[BEGIN]

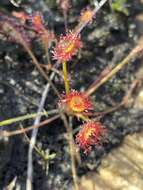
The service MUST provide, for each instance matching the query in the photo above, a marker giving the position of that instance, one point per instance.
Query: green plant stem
(66, 80)
(68, 127)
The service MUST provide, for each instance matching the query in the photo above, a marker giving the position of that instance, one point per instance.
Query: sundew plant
(60, 52)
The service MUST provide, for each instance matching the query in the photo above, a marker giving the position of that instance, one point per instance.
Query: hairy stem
(66, 80)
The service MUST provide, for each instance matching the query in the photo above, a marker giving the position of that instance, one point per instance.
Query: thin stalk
(132, 55)
(26, 117)
(21, 131)
(72, 151)
(66, 80)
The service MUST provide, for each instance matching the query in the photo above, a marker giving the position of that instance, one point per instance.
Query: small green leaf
(120, 6)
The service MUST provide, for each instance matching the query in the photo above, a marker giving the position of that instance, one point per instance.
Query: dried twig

[END]

**WRITTEN INSTRUCTION**
The records above must be echoed exactly, minus their pictures.

**FULL RESPONSE**
The service MUST provide, for each instance matching the query in the photo above, a marker giving the position of that instance, one point per instance.
Query: green plant stem
(66, 80)
(68, 127)
The service MUST provide, for each instance matching the query in the photo above, a marker giving the position of that instance, one point per instance.
Query: sundew plant
(60, 52)
The service MUST provide, for each instance matching the query in the photo above, a marker giving the position of that instance, one point per instance.
Query: hairy stem
(66, 80)
The service MUST provide, for each instance matching the query in the photo above, a marker giving the position of that instance, one point per instance.
Query: thin stalk
(132, 55)
(26, 117)
(21, 131)
(72, 151)
(66, 80)
The service MUST provide, for each instance matching the query in the photo above, a marker giving the position of that instance, one point per instance.
Query: small green leaf
(120, 6)
The service MUST provide, for each instance matching the query in the photo above, a marker giving the position of that instance, one point per instance.
Query: dried twig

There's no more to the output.